Your job is to restate each entry word for word.

[Dataset records]

********************

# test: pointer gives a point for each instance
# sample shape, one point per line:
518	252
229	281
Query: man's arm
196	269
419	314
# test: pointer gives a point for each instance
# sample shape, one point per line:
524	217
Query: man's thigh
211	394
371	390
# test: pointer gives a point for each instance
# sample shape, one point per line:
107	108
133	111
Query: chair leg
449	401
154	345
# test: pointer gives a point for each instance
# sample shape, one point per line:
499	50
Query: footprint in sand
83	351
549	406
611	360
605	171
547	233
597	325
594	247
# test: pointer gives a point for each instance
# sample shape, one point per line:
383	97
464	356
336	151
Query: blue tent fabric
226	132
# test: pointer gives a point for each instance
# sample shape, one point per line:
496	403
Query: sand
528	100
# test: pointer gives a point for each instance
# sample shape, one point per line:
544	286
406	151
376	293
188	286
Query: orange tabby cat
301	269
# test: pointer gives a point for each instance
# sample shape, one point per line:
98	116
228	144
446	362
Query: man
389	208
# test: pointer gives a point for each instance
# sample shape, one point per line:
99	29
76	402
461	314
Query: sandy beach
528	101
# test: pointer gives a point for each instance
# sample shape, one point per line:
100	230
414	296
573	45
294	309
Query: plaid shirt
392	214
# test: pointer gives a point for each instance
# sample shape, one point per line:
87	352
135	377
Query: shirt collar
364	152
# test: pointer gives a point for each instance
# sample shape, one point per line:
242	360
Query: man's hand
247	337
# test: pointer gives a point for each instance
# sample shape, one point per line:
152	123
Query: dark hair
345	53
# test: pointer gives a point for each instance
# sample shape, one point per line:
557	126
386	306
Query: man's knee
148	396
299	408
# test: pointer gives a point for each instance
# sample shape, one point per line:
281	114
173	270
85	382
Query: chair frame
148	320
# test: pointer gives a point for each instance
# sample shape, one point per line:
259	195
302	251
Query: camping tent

********************

▶ TASK ANSWER
# test: pointer gives a point for each instance
# sample shape, one point per line:
518	252
229	281
Query: man's arm
196	269
419	314
# test: pointer gives a point for each instance
# sample shape, one point per line:
524	217
Query: man's thigh
211	394
371	390
# test: pointer gives a point for each instance
# sample shape, one point per line:
107	108
133	111
Query: chair leg
449	401
154	345
# test: pointer gives a point for each instance
# sample shape, one point per line:
499	50
Query: footprint in sand
83	351
549	406
611	360
605	171
547	233
597	325
594	247
# test: pointer gives a point for each instance
# sample shape, one point per line:
383	97
464	356
336	151
Query: blue tent fabric
226	132
# test: pointer gives a point for each instance
# sample shape, one point per line:
496	403
Query: sand
528	100
# test: pointer gives a point for each instance
# sample shape, one point per line:
544	286
406	151
376	293
188	286
Query: orange tabby cat
301	269
# test: pointer gives a point for each instance
# sample shape, one point per line:
98	116
228	144
446	362
Query: man
389	208
# test: pointer gives a point for each instance
# sample shape, one point per line:
99	29
76	402
461	314
Query: sandy beach
528	101
# test: pointer gives a point for each instance
# sample shape, one point per line:
100	230
414	296
573	45
294	309
Query: plaid shirt
392	214
# test: pointer gives a point for each instance
# sample shape, one point per line:
87	352
135	377
Query: shirt collar
364	152
# test: pointer gives a point for each instance
# sample shape, one point per line:
242	360
Query: man's hand
247	337
# test: pointer gives a point for each instance
# sample shape, one point per line:
152	123
Query: dark hair
345	53
# test: pointer gives a point for each instance
# sample shape, one point per line:
557	126
386	306
Query: man's knee
148	396
299	408
# test: pointer gives a point for each instance
# sample shape, one point per line:
281	114
173	270
85	382
Query: chair frame
148	320
# test: pointer gives a point for each instance
# sample shape, one point per line:
259	195
302	251
Query: camping tent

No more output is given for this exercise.